Work to complete:
1. In the terms, within how many days of the invoice date are fees payable unless otherwise agreed?
2. According to the terms, whom besides Nexar Labs itself does the user agree to indemnify and hold harmless?

Article:
┌──
5.2 Client data and content
You retain ownership of your data and content. By using our Services, you grant us a limited licence to process, analyse, and use your data solely for the purpose of providing our Services to you. We will not use your confidential data for any other purpose without your explicit consent.
5.3 Derived insights
We may retain and use aggregated, anonymised insights and learnings derived from the provision of our Services to improve our systems and develop new services, provided such use does not identify you or compromise your confidential information.
§ 06
Privacy and data protection
We are committed to protecting your privacy and personal data in accordance with UK GDPR and the Data Protection Act 2018. Our Privacy Policy, which forms part of these Terms, explains how we collect, use, and protect your information.
Where our Services involve personal data processing, we will act as either a data controller or data processor as appropriate, and will implement appropriate technical and organisational measures to ensure data security and compliance.
§ 07
Service availability and performance
7.1 Service availability
We strive to maintain high availability of our Services but cannot guarantee uninterrupted access. We may perform scheduled maintenance and updates that may temporarily affect service availability. We will provide reasonable notice of planned maintenance activities.
7.2 Performance standards
While we use commercially reasonable efforts to provide reliable and accurate services, results may vary. We do not warrant that our Services will meet all your specific requirements or that results will be error-free.
§ 08
Fees and payment terms
8.1 Fees
Fees for our Services are as specified in your Service Agreement or as communicated to you. All fees are exclusive of VAT and other applicable taxes, which will be added where appropriate.
8.2 Payment terms
Unless otherwise agreed, fees are payable within 30 days of invoice date. We reserve the right to suspend Services for overdue payments after appropriate notice. You are responsible for all costs of collection for overdue amounts.
8.3 Fee changes
We may modify our fees with 30 days' written notice. Continued use of our Services after such notice constitutes acceptance of the new fees.
§ 09
Limitation of liability
9.1 Limitation of damages
To the maximum extent permitted by law, our total liability for any claims arising under or in connection with these Terms or our Services shall not exceed the total fees paid by you for the Services in the 12 months preceding the claim.
9.2 Exclusion of consequential damages
We shall not be liable for any indirect, incidental, special, consequential, or punitive damages, including loss of profits, data, or business opportunities, even if we have been advised of the possibility of such damages.
9.3 Exceptions
Nothing in these Terms shall exclude or limit our liability for death or personal injury caused by negligence, fraud or fraudulent misrepresentation, or any other liability that cannot be excluded under applicable law.
§ 10
Indemnification
You agree to indemnify and hold harmless Nexar Labs, its officers, directors, employees, and agents from any claims, damages, losses, or expenses (including reasonable legal fees) arising from your use of our Services, violation of these Terms, or infringement of any third-party rights.
§ 11
Termination
11.1 Termination by either party
Either party may terminate these Terms or any Service Agreement with 30 days' written notice. We may terminate immediately if you breach these Terms and fail to remedy such breach within 7 days of written notice.
└──
Entries:
┌──
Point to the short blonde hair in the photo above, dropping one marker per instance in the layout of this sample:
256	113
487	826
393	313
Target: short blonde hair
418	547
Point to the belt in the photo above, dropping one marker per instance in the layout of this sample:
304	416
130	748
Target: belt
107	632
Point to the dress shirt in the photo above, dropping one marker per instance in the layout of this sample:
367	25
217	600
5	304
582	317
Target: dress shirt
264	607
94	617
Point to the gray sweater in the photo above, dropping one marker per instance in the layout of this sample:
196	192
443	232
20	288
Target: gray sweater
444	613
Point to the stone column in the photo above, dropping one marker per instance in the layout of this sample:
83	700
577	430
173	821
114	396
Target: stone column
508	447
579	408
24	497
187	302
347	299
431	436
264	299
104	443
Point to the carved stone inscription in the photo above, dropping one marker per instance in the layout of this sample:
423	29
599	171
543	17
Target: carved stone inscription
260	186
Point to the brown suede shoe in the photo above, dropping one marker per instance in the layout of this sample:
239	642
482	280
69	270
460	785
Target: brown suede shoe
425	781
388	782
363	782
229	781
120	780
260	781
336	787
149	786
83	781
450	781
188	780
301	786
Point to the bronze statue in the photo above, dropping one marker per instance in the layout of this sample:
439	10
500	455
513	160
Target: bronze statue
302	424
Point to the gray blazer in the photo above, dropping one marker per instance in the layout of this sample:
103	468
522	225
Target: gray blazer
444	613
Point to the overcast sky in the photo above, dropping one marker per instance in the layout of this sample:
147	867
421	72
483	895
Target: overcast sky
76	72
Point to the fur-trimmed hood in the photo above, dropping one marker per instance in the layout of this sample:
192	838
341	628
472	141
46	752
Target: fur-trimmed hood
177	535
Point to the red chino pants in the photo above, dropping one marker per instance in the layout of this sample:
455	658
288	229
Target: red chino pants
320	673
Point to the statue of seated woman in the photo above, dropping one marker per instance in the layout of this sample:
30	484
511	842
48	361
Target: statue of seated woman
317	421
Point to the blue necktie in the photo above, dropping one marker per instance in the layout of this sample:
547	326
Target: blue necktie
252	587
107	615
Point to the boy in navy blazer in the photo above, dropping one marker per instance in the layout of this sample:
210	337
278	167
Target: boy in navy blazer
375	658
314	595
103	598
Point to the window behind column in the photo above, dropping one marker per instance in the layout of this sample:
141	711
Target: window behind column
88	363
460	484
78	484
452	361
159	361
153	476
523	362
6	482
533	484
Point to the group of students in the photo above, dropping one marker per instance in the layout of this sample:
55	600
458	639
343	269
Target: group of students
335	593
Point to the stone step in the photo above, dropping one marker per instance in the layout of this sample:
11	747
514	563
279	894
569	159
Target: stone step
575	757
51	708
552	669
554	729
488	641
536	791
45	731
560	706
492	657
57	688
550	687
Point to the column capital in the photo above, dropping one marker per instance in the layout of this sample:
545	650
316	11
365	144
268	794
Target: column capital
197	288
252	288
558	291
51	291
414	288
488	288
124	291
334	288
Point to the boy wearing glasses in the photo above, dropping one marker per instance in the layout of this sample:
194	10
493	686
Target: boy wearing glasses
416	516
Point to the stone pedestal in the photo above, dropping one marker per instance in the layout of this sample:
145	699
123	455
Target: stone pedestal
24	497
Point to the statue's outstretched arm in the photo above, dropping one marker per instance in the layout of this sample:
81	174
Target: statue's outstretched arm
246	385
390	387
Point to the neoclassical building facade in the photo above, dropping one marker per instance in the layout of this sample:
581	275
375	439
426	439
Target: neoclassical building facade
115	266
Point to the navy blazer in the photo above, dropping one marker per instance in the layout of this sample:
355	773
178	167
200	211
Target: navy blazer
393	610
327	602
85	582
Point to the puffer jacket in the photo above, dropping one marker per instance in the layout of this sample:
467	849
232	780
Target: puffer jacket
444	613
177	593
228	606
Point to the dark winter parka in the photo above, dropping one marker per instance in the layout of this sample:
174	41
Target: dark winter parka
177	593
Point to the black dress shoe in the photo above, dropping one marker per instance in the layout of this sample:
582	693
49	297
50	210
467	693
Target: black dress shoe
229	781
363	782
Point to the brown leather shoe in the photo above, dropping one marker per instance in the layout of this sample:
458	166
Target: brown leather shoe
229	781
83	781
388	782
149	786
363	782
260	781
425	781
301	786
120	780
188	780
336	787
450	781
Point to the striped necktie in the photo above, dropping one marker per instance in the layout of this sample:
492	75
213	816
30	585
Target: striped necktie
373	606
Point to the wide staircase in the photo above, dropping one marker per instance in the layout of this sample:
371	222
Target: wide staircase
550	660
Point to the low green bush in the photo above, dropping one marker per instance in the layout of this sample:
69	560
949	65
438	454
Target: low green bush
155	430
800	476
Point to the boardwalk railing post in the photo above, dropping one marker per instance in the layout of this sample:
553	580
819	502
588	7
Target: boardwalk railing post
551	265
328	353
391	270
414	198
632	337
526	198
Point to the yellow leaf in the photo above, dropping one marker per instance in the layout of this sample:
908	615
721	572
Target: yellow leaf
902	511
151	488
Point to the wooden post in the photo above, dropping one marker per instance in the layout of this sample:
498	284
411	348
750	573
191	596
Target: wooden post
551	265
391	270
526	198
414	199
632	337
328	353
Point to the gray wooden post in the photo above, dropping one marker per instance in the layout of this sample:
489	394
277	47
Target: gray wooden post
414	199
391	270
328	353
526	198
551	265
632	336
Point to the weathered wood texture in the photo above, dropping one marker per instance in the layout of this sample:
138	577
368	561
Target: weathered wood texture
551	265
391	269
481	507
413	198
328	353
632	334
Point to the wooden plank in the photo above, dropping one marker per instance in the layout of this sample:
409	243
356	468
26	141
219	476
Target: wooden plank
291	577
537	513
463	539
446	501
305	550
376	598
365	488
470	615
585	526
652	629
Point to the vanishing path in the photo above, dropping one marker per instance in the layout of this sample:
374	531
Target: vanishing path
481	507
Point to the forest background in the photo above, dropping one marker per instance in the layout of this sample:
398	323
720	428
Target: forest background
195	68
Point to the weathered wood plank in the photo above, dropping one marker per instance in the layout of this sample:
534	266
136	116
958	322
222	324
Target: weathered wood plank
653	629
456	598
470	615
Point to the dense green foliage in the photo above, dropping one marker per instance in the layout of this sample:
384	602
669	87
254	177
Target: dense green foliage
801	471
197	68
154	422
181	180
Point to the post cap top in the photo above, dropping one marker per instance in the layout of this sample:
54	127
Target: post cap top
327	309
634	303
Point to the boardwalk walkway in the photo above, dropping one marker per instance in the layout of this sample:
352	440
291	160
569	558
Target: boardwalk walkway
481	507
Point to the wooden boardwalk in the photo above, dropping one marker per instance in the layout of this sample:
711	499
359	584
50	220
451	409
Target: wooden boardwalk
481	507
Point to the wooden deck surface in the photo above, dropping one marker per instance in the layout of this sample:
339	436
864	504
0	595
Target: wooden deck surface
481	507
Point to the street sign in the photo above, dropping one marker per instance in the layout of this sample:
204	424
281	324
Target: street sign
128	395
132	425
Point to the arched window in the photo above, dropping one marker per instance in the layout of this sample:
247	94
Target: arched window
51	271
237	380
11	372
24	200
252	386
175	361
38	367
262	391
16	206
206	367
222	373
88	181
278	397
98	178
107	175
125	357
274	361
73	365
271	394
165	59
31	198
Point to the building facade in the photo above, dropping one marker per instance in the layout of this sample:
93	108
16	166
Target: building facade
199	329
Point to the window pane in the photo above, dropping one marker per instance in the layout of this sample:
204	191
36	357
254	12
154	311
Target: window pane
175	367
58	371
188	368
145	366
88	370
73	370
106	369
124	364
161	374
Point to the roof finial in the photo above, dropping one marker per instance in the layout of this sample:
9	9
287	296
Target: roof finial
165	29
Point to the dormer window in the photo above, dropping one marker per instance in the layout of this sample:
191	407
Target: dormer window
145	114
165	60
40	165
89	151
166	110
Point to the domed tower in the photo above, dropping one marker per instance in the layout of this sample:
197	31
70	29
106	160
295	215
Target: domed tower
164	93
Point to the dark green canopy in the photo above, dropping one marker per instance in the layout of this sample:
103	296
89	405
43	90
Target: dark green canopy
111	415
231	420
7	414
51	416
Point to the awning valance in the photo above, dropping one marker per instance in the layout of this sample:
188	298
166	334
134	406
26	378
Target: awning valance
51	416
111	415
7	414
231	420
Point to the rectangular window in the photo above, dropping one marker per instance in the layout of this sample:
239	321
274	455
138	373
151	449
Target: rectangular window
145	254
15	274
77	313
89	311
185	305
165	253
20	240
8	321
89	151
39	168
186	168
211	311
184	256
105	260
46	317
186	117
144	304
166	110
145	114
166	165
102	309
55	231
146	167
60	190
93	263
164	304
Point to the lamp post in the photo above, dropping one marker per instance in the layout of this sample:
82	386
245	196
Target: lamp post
└──
Answers to the tasks:
1. Within 30 days of the invoice date.

2. Its officers, directors, employees, and agents.